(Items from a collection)
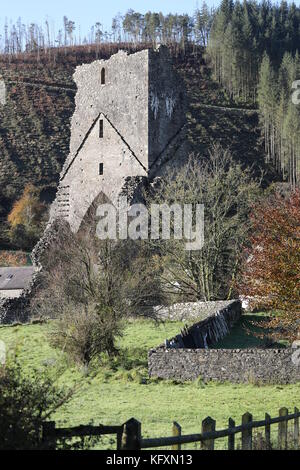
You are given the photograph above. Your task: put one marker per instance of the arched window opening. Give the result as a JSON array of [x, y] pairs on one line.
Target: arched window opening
[[103, 76]]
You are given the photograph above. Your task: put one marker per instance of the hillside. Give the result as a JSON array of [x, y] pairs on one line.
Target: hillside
[[35, 122]]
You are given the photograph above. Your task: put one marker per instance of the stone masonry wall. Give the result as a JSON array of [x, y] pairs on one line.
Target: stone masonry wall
[[216, 320], [234, 365]]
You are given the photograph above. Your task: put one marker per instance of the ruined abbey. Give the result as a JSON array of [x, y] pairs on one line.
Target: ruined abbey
[[128, 124]]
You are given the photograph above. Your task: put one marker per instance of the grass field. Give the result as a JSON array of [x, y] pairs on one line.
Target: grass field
[[120, 389]]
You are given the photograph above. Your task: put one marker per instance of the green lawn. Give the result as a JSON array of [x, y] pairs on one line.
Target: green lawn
[[120, 390]]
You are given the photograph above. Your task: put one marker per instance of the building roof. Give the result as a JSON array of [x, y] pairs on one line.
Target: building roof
[[16, 278]]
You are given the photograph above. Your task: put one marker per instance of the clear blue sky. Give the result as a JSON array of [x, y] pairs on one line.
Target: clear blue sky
[[87, 12]]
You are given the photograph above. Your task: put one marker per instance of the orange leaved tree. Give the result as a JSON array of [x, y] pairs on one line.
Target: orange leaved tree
[[26, 219], [271, 272]]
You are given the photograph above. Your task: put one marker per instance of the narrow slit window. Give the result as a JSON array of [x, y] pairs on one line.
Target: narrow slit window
[[103, 76], [101, 128]]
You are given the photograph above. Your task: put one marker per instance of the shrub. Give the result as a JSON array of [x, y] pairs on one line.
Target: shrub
[[25, 402]]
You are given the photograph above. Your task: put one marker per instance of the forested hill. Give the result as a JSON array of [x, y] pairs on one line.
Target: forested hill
[[239, 64]]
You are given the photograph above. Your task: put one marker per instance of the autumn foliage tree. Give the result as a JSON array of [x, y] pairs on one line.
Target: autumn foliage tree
[[271, 273]]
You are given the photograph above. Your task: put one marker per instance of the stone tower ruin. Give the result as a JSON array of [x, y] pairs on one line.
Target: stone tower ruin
[[129, 122]]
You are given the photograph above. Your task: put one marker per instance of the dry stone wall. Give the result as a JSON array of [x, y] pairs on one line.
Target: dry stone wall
[[280, 366], [216, 321]]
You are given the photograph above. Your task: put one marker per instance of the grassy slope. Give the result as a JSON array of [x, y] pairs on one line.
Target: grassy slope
[[122, 390]]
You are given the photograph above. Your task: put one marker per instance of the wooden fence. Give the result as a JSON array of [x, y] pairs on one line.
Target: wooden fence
[[129, 435]]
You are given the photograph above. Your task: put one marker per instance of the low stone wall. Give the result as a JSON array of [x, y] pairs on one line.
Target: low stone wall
[[235, 365], [218, 319], [14, 310]]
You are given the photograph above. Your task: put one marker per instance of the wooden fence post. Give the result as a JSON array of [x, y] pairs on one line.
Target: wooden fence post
[[176, 430], [246, 433], [119, 440], [231, 437], [208, 425], [131, 438], [268, 431], [282, 429], [296, 430], [48, 435]]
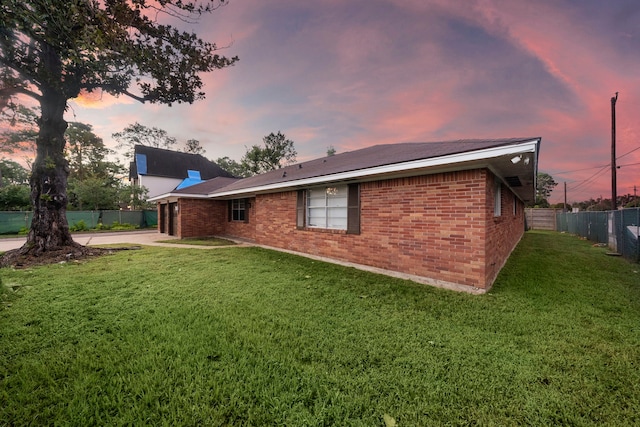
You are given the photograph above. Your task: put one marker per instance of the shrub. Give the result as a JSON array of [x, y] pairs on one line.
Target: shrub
[[117, 226], [79, 226]]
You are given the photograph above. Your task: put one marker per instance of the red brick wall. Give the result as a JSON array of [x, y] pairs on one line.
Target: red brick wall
[[431, 226], [438, 226], [504, 231]]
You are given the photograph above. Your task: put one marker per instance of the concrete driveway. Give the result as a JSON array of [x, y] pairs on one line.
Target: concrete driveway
[[146, 237]]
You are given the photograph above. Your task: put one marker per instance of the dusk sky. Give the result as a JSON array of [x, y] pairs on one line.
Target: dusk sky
[[352, 74]]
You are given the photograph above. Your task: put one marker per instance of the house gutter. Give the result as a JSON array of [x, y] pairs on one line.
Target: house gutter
[[414, 165], [522, 148]]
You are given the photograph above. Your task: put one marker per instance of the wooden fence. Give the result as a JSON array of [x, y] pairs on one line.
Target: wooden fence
[[541, 219]]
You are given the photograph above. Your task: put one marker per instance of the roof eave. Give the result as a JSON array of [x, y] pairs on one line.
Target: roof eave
[[530, 146]]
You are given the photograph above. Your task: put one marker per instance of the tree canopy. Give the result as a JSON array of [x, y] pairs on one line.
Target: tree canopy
[[52, 52], [277, 151]]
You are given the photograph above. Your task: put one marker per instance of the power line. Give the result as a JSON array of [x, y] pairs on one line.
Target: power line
[[625, 154]]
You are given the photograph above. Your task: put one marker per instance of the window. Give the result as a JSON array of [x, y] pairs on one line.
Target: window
[[331, 207], [327, 207], [238, 210], [497, 199]]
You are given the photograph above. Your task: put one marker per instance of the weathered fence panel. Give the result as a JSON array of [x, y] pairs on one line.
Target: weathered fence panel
[[541, 219], [14, 222], [620, 229]]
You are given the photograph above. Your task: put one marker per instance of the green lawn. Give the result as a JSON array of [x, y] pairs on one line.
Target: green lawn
[[247, 336]]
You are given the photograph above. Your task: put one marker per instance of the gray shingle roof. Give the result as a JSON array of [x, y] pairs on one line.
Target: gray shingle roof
[[175, 164], [208, 186], [377, 155], [360, 160]]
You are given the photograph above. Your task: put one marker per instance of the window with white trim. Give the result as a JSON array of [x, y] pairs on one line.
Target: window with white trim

**WORK TO DO:**
Reproduce all of the items above with "photograph" switched to "image" and everything else unchanged. Leave the pictures out.

**THE SOLUTION:**
You are given the image above. Your task: put one marker per instance of the arched window opening. Give the result as a JSON array of [x, y] pairs on one line.
Target: arched window opening
[[103, 76]]
You are given the image above. Your task: put one marker per instance of the hillside. Give the result as a JSON array of [x, y] pairs on one line.
Target: hillside
[[35, 122]]
You are given the image above. Your task: put one marker per instance of the stone masonry wall. Give the result as a JSON array of [x, y] pairs on one line.
Target: stone masonry wall
[[216, 320], [234, 365]]
You are given the image above. Your task: put one marker per instance of the ruined abbey. Give the result as a JSON array of [x, y] pairs on one line.
Target: ruined abbey
[[128, 124]]
You are given the image above. Your task: put one marker per instance of the grass field. Give the result as a JSON array of [x, y] pairs on one line.
Target: grass field
[[120, 389]]
You are given the image above. Your task: put one marker per instance of the green lawn. Give the result as a JSON array of [x, y] pairs on one line.
Target: green lawn
[[120, 390]]
You are given the image above. Your task: put one marker per instance of the building roof. Give the result as a JSON array of [x, y] pairs on one line.
Target: building roof
[[16, 278]]
You are given the image above. Your task: put one marker per instance of the clear blue sky. Give the result as a JSON array of [x, y] pairs on one line.
Target: clear blue sky
[[87, 12]]
You are given the image above. Your task: put one marker per instance of the orange leaved tree. Give the result as a JSON array of [x, y] pairs on one line.
Target: orange leaved tree
[[26, 219], [271, 272]]
You are given the image above. Your task: put one marker per instance of the narrow slit window. Give the result as a JSON array of [x, y] pairs on one line.
Target: narrow slit window
[[103, 76], [101, 128]]
You are given the image above. Your task: put one marker per instance of the shrub. Give the result as a JSON array of [x, y] pairs on one line.
Target: shrub
[[25, 402]]
You are given the image above. Your task: put one marker per instance of the forested hill. Give the result as a JSON array of [x, y] pairs on one line.
Target: forested hill
[[239, 64]]
You are given the image above. Your task: put one marker per instance of the autumn foliage tree. Give the result as a JSON array of [x, y] pairs on one line.
Target: autumn foliage tree
[[271, 273]]
You are given the image above. Your task: put one marker per instance of the stone tower ruin. Give the result as a JSON array of [x, y] pairs on one line.
Target: stone tower ruin
[[129, 122]]
You are given the image above. Your task: put one marker per instance of the dry stone wall. Give the result as a JSON array of [x, y] pairs on one line.
Target: dry stone wall
[[280, 366], [216, 321]]
You are given the image above. Your task: put one marker per instance of the grassy slope. Give the result as a JSON array of [x, y] pairs on one line.
Target: grassy slope
[[122, 390]]
You are given the image above. Your task: put one marker per instance of the wooden fence. Give the result as a JSON array of [x, y] pairs on one line.
Target: wooden fence
[[129, 435]]
You are given the image above. Your task: put one marker per instance of the low stone wall. Give the result as a JSON array of [x, y] pairs on one line.
Target: low stone wall
[[235, 365], [218, 319], [14, 310]]
You are given the image above. Your task: put one marker per instance of the wooden fence post. Give the result as a JSON array of [x, y] pairs on one line.
Target: wooden fence post
[[176, 430], [246, 433], [119, 440], [231, 437], [208, 425], [131, 438], [268, 431], [282, 429], [296, 430], [48, 435]]
You are given the image above. Your task: put one marker per instance of the shrub. Give the result as a JSON array of [x, y] pairs on one line.
Target: shrub
[[117, 226], [79, 226]]
You are given the image above. Your task: put one marker per instance of the red brick wall. Give the result as a JSON array of [x, y] pairs on one line.
Target: red brick wall
[[431, 226], [438, 226], [504, 231]]
You are given the image above. Your task: put one marker per instance of the concrete driveway. Give the result as a JSON array of [x, y] pairs on one line.
Target: concrete driveway
[[146, 237]]
You are given the image above. Your task: put one marker per instance of the dusk sky. Give the result as a JSON array of [x, y] pairs on one line.
Target: dusk sky
[[352, 74]]
You are given the image above. Your task: put one marker per instance of the house gutter. Give the result as a JSON array of [x, y] pairs on one line.
Target: house gutter
[[414, 165], [522, 148]]
You are given the image above. Your task: put one marker per instance of the wooden fence. Give the result as a JSON array of [x, y] pairs on one line.
Target: wooden fence
[[541, 219]]
You are given the image above. Your task: put one marker per instance of the roof eave. Give the result as a JSON array of [x, y] pairs on one line.
Target: roof eave
[[530, 146]]
You are given the image above. Your task: put one marker per instance of the tree canopy. Give the result as a JSON array of [x, y] pairs on one line.
Target: tree canopy
[[52, 52], [277, 151]]
You are given the image above. Your task: put one marker per instance of the power line. Give the result as a JSON array of [x, y] pairs on one line.
Target: power line
[[625, 154]]
You are given the image above. Your task: put one marker per instance of the window. Give the result as a JSON array of [x, y] pairs on one line.
Target: window
[[331, 207], [327, 207], [238, 210], [497, 199]]
You are given the image above. Your task: put one marker per instance of the weathered fence panel. Give the result as a JSON array of [x, y] pairs on one line.
Target: weathered fence panel
[[541, 219], [14, 222], [620, 229]]
You are given the image above. Your task: put one marker per instance of the green lawn. Give the result as a JSON array of [x, y] pairs on one line.
Target: green lawn
[[247, 336]]
You are given the image above. Your task: put one marker per instance of the gray shingle roof. Give the result as a JSON array of [x, y] pairs on one line.
Target: gray shingle roof
[[175, 164], [208, 186], [377, 155], [360, 160]]
You are given the image above. Your task: put one marker per instance of the window with white trim. Give the result as a JSON array of [x, y] pairs on one line.
Target: window with white trim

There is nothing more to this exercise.